*WORK TO COMPLETE*
Find each line below that contains the word "ocean" and reproduce every such line in full.
=== RECORDS SUPPLIED ===
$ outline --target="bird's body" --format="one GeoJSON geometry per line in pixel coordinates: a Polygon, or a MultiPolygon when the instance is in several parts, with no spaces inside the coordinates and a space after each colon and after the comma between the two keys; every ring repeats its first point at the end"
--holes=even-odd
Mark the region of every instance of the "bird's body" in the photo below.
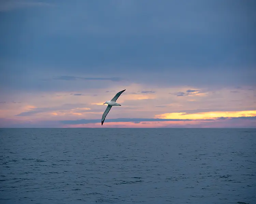
{"type": "Polygon", "coordinates": [[[121,105],[119,103],[117,103],[116,102],[113,101],[107,101],[103,104],[106,104],[111,106],[117,106],[118,105],[121,105]]]}
{"type": "Polygon", "coordinates": [[[125,89],[124,90],[123,90],[122,91],[120,91],[119,92],[118,92],[116,94],[116,95],[111,100],[107,101],[103,104],[107,104],[108,107],[106,107],[106,110],[105,111],[105,112],[104,112],[103,115],[102,116],[102,118],[101,118],[102,125],[103,124],[103,123],[104,122],[104,121],[106,118],[106,116],[109,113],[109,111],[110,110],[110,109],[111,109],[112,106],[121,106],[121,105],[120,104],[117,103],[116,103],[116,101],[117,99],[118,98],[118,97],[119,97],[120,96],[120,95],[121,95],[121,94],[126,90],[126,89],[125,89]]]}

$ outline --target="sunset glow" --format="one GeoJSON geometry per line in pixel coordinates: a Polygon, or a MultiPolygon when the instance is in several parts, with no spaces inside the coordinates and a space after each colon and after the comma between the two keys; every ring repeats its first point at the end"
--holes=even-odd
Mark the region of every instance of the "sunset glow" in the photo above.
{"type": "Polygon", "coordinates": [[[156,118],[205,120],[221,117],[237,118],[256,116],[256,111],[245,111],[216,112],[189,114],[186,113],[172,113],[157,115],[156,118]]]}

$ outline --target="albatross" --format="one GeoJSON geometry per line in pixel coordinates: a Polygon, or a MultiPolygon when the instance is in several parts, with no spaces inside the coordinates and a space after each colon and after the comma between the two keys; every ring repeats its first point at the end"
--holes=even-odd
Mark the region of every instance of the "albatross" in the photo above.
{"type": "Polygon", "coordinates": [[[105,112],[104,112],[102,116],[102,118],[101,118],[102,125],[103,124],[103,123],[104,122],[105,119],[106,118],[106,116],[109,113],[109,111],[110,110],[110,109],[111,109],[112,106],[121,105],[121,104],[117,103],[116,101],[117,99],[118,98],[118,97],[120,96],[120,95],[121,95],[122,93],[126,90],[126,89],[125,89],[118,92],[116,94],[116,95],[110,101],[107,101],[103,104],[103,105],[104,104],[107,104],[108,107],[107,107],[105,112]]]}

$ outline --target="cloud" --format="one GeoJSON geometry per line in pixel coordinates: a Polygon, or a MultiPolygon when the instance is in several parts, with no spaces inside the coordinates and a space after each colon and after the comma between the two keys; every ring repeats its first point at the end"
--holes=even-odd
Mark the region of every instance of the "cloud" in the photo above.
{"type": "MultiPolygon", "coordinates": [[[[224,118],[213,119],[165,119],[161,118],[119,118],[108,119],[105,121],[105,122],[132,122],[134,123],[139,123],[142,122],[166,122],[166,121],[205,121],[214,122],[218,120],[225,119],[229,120],[237,120],[239,119],[248,119],[254,120],[256,119],[256,116],[252,117],[240,117],[238,118],[224,118]]],[[[65,124],[81,124],[99,123],[101,121],[100,119],[81,119],[76,120],[60,120],[59,122],[65,124]]]]}
{"type": "Polygon", "coordinates": [[[177,96],[186,96],[184,92],[181,92],[180,91],[177,92],[176,94],[177,96]]]}
{"type": "Polygon", "coordinates": [[[199,91],[200,91],[200,90],[188,89],[186,91],[186,92],[179,91],[175,93],[174,94],[172,94],[171,93],[169,93],[169,94],[173,94],[177,96],[186,96],[202,92],[199,92],[199,91]]]}
{"type": "Polygon", "coordinates": [[[73,96],[85,96],[84,94],[71,94],[70,95],[73,96]]]}
{"type": "Polygon", "coordinates": [[[153,91],[142,91],[141,92],[141,94],[155,94],[155,92],[153,91]]]}
{"type": "Polygon", "coordinates": [[[111,77],[109,78],[99,77],[79,77],[72,76],[60,76],[55,77],[54,78],[54,79],[66,81],[75,81],[77,80],[105,80],[111,81],[113,82],[119,82],[123,80],[123,79],[119,77],[111,77]]]}
{"type": "Polygon", "coordinates": [[[204,120],[221,118],[236,118],[256,116],[256,110],[240,111],[215,111],[189,114],[186,113],[171,113],[156,116],[156,118],[164,119],[204,120]]]}
{"type": "MultiPolygon", "coordinates": [[[[107,122],[132,122],[136,123],[143,121],[190,121],[192,120],[180,120],[178,119],[162,119],[159,118],[116,118],[108,119],[107,122]]],[[[60,122],[65,124],[86,124],[90,123],[100,122],[100,119],[82,119],[74,120],[61,120],[60,122]]],[[[107,122],[106,120],[106,122],[107,122]]]]}
{"type": "MultiPolygon", "coordinates": [[[[83,111],[84,111],[84,108],[85,108],[85,107],[87,105],[88,105],[88,104],[65,104],[59,106],[54,107],[33,108],[30,108],[30,110],[28,111],[23,112],[16,115],[16,116],[29,116],[38,113],[52,112],[57,111],[72,111],[74,109],[79,108],[83,108],[83,111]]],[[[90,108],[87,108],[85,110],[90,109],[90,108]]]]}
{"type": "Polygon", "coordinates": [[[186,92],[188,93],[194,93],[195,92],[198,92],[199,91],[199,90],[191,90],[191,89],[189,89],[187,90],[186,92]]]}
{"type": "Polygon", "coordinates": [[[0,12],[8,12],[13,10],[31,7],[53,6],[52,3],[37,1],[1,0],[0,2],[0,12]]]}

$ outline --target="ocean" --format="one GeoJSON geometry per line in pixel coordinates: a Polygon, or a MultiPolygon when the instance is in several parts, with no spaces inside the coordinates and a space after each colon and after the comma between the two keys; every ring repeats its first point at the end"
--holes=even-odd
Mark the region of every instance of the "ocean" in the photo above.
{"type": "Polygon", "coordinates": [[[256,203],[256,129],[0,129],[0,203],[256,203]]]}

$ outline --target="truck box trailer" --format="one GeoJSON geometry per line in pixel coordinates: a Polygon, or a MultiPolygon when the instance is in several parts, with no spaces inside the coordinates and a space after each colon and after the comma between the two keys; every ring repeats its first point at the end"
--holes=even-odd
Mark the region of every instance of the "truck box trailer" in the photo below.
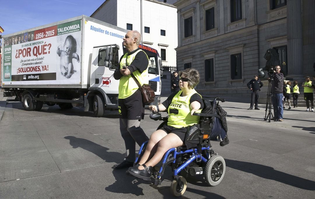
{"type": "MultiPolygon", "coordinates": [[[[28,111],[43,104],[84,107],[97,117],[118,109],[119,80],[113,77],[125,51],[127,30],[85,15],[3,36],[1,82],[28,111]]],[[[162,62],[157,51],[140,45],[149,59],[149,83],[159,102],[162,62]]]]}

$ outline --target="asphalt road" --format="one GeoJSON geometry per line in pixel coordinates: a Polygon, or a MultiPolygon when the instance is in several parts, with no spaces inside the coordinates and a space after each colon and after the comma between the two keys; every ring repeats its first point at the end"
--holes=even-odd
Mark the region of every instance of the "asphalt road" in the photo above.
{"type": "MultiPolygon", "coordinates": [[[[97,118],[47,105],[28,112],[1,99],[0,198],[172,197],[169,168],[158,186],[112,168],[124,152],[117,112],[97,118]]],[[[190,177],[179,198],[315,198],[314,113],[293,108],[283,122],[269,123],[263,105],[249,111],[248,103],[220,104],[228,113],[230,143],[212,143],[225,160],[225,176],[212,187],[203,176],[190,177]]],[[[141,125],[150,135],[159,123],[146,113],[141,125]]]]}

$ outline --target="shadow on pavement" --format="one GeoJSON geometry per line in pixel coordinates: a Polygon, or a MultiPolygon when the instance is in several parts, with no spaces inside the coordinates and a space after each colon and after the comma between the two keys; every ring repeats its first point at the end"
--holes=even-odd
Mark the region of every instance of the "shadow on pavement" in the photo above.
{"type": "MultiPolygon", "coordinates": [[[[69,140],[70,145],[73,148],[80,147],[96,155],[106,162],[118,163],[116,161],[121,161],[124,157],[124,154],[118,152],[109,152],[109,148],[86,139],[74,136],[66,136],[64,138],[69,140]]],[[[113,175],[116,181],[105,187],[105,190],[114,193],[131,193],[137,196],[144,195],[142,189],[138,186],[140,183],[135,177],[126,175],[126,170],[123,169],[113,169],[113,175]]]]}
{"type": "MultiPolygon", "coordinates": [[[[225,197],[221,196],[220,195],[213,193],[211,193],[209,191],[206,191],[201,190],[193,189],[188,187],[189,184],[187,185],[187,188],[186,189],[186,192],[189,192],[190,193],[193,193],[195,194],[198,194],[200,196],[204,196],[205,198],[215,198],[216,199],[224,199],[225,197]]],[[[154,187],[154,185],[152,185],[151,186],[155,189],[158,189],[154,187]]],[[[171,193],[170,191],[170,187],[169,186],[164,186],[158,187],[158,192],[161,194],[163,195],[163,198],[165,199],[167,198],[181,198],[182,199],[186,199],[186,198],[190,198],[185,196],[185,194],[184,193],[183,196],[179,197],[175,197],[173,196],[171,193]]],[[[186,193],[185,192],[185,193],[186,193]]]]}
{"type": "Polygon", "coordinates": [[[310,133],[315,133],[315,127],[304,127],[304,126],[292,126],[292,127],[295,128],[300,128],[302,130],[308,131],[311,131],[310,133]]]}
{"type": "Polygon", "coordinates": [[[275,170],[271,167],[246,162],[225,159],[226,166],[231,168],[298,188],[315,190],[315,182],[314,181],[275,170]]]}
{"type": "Polygon", "coordinates": [[[127,175],[126,173],[127,170],[127,168],[113,169],[113,175],[116,181],[105,187],[105,190],[113,193],[131,193],[137,196],[144,195],[143,189],[138,187],[138,185],[146,181],[127,175]]]}
{"type": "Polygon", "coordinates": [[[73,148],[81,147],[94,153],[106,162],[117,163],[116,161],[123,159],[124,157],[123,154],[118,152],[108,152],[107,151],[109,149],[108,148],[86,139],[78,138],[74,136],[66,136],[64,138],[69,140],[69,144],[72,146],[73,148]],[[110,158],[109,158],[109,157],[110,158]]]}

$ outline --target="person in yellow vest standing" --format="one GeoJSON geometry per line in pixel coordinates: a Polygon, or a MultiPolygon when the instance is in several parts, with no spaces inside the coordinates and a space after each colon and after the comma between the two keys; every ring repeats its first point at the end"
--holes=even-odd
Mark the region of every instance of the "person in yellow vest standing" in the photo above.
{"type": "Polygon", "coordinates": [[[313,89],[312,87],[312,82],[311,81],[310,77],[307,76],[305,78],[305,81],[303,83],[302,86],[304,87],[304,100],[306,101],[306,111],[310,110],[310,102],[312,106],[311,110],[314,112],[314,102],[313,97],[313,89]]]}
{"type": "Polygon", "coordinates": [[[292,96],[293,97],[293,108],[297,107],[297,100],[300,95],[299,85],[297,85],[297,81],[293,82],[293,91],[292,96]]]}
{"type": "Polygon", "coordinates": [[[286,86],[285,88],[285,93],[284,93],[284,99],[283,100],[284,108],[285,108],[285,101],[286,101],[288,102],[288,103],[289,104],[289,108],[288,109],[291,109],[291,105],[290,103],[290,99],[291,98],[291,95],[290,95],[291,90],[291,82],[289,81],[287,82],[286,86]]]}
{"type": "Polygon", "coordinates": [[[167,123],[150,137],[137,166],[128,169],[128,172],[136,177],[150,180],[153,167],[166,151],[183,146],[188,127],[199,122],[200,117],[192,115],[195,112],[200,113],[204,106],[201,96],[194,89],[199,83],[199,73],[189,68],[180,71],[179,75],[181,90],[173,92],[158,106],[149,107],[153,111],[167,111],[169,117],[167,123]]]}
{"type": "Polygon", "coordinates": [[[141,92],[131,75],[142,86],[149,84],[149,59],[139,48],[141,35],[136,30],[129,31],[123,38],[123,44],[128,53],[120,58],[119,68],[115,70],[114,77],[119,80],[118,108],[120,115],[120,133],[125,142],[126,153],[122,162],[115,164],[115,169],[133,165],[135,159],[136,143],[139,146],[149,138],[140,126],[144,116],[144,104],[141,92]]]}

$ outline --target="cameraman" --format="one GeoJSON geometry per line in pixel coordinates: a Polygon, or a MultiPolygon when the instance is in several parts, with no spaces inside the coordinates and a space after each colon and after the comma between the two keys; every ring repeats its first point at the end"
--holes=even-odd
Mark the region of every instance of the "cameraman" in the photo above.
{"type": "Polygon", "coordinates": [[[273,71],[273,82],[272,85],[272,95],[271,101],[273,107],[274,119],[276,121],[283,121],[283,74],[280,72],[281,68],[279,65],[276,66],[273,71]]]}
===
*RESULT OF THE EXERCISE*
$ outline --target="ocean" --format="one GeoJSON geometry per line in pixel coordinates: a Polygon, or a MultiPolygon when the instance is in several parts, with no spaces inside the coordinates and a space after each colon and after the comma between the two keys; every ring repeats its first point at the end"
Mark the region of every instance of the "ocean" in the photo above.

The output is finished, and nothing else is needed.